- STATED EXERCISE: Transcribe every line, keeping it exact.

============

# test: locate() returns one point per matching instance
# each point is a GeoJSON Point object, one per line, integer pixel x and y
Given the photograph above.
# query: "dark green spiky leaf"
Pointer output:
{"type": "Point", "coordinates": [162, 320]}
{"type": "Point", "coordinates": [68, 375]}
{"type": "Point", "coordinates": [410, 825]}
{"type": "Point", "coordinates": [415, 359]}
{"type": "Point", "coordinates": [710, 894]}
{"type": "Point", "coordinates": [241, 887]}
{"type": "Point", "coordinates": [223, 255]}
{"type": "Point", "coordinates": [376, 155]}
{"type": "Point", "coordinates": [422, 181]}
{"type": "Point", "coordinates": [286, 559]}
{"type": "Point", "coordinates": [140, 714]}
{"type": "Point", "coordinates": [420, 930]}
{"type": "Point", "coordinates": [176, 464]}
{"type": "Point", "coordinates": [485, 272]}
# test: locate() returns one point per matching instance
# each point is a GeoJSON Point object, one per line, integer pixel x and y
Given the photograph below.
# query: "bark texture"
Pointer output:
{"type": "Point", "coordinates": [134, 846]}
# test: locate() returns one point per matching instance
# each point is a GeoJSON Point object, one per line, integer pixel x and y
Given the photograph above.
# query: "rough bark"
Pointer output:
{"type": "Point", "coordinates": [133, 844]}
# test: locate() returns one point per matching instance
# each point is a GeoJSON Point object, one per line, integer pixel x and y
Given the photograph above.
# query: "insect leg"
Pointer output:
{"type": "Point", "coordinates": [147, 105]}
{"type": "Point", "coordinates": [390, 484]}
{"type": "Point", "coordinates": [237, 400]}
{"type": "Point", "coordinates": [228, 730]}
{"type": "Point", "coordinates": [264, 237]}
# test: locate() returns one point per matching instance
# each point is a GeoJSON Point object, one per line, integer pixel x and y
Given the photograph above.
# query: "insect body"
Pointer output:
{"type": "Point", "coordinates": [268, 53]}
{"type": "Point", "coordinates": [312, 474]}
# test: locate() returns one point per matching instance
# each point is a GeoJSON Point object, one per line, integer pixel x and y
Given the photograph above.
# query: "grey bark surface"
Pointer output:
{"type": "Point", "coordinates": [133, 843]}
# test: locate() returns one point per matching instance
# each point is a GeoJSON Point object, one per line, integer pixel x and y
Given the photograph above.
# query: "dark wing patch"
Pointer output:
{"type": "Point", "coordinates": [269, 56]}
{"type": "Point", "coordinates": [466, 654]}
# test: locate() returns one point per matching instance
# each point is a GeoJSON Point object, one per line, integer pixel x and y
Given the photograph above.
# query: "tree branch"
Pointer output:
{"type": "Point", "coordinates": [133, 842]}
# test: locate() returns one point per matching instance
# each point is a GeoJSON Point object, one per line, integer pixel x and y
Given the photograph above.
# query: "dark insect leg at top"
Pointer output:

============

- REPLY:
# test: locate() returns one point per matching instance
# each point is a GeoJSON Point object, one per line, integer pixel x and y
Given the photograph above.
# query: "dark green spiky leaf"
Pointer output:
{"type": "Point", "coordinates": [162, 320]}
{"type": "Point", "coordinates": [68, 375]}
{"type": "Point", "coordinates": [410, 825]}
{"type": "Point", "coordinates": [415, 359]}
{"type": "Point", "coordinates": [710, 894]}
{"type": "Point", "coordinates": [241, 887]}
{"type": "Point", "coordinates": [223, 255]}
{"type": "Point", "coordinates": [376, 155]}
{"type": "Point", "coordinates": [422, 181]}
{"type": "Point", "coordinates": [286, 559]}
{"type": "Point", "coordinates": [140, 714]}
{"type": "Point", "coordinates": [420, 930]}
{"type": "Point", "coordinates": [176, 464]}
{"type": "Point", "coordinates": [485, 272]}
# test: locate() returns one point per matching instance
# each point is a GeoJSON Point object, one per line, integer pixel x and y
Given the photograph below.
# query: "bark texture"
Pointer output:
{"type": "Point", "coordinates": [134, 846]}
# test: locate() returns one point per matching instance
# each point is a GeoJSON Point object, one per line, integer pixel x and y
Given the photograph above.
# query: "rough bark"
Pointer output:
{"type": "Point", "coordinates": [133, 844]}
# test: locate() returns one point per matching instance
# each point is a GeoJSON Point object, one per line, integer pixel x and y
Given the photograph above.
# query: "insect leg"
Pointer output:
{"type": "Point", "coordinates": [147, 105]}
{"type": "Point", "coordinates": [390, 484]}
{"type": "Point", "coordinates": [237, 400]}
{"type": "Point", "coordinates": [228, 730]}
{"type": "Point", "coordinates": [264, 237]}
# test: locate() returns one point per matching instance
# each point is a GeoJSON Point object, one per line, integer pixel x and y
Given the photograph above.
# query: "insect body"
Pointer output:
{"type": "Point", "coordinates": [268, 53]}
{"type": "Point", "coordinates": [312, 474]}
# test: locate() returns one point per matching instance
# each point is a GeoJSON Point object, one per line, integer pixel x and y
Given the photograph above.
# query: "grey bark surface"
Pointer output:
{"type": "Point", "coordinates": [133, 843]}
# test: locate() returns one point per matching instance
# each point is a GeoJSON Point object, one per line, integer pixel x and y
Given the photograph above.
# query: "dark wing patch"
Pointer output:
{"type": "Point", "coordinates": [269, 56]}
{"type": "Point", "coordinates": [466, 654]}
# test: locate() returns one point per matching instance
# each point is a GeoJSON Point object, one per line, integer pixel x and y
Given the photograph above.
# query: "tree branch"
Pointer output:
{"type": "Point", "coordinates": [133, 842]}
# test: locate() returns one point per matching instance
# each point is a GeoJSON Point object, one per line, integer pixel x and y
Given the photograph above.
# query: "dark insect leg at top"
Pointer output:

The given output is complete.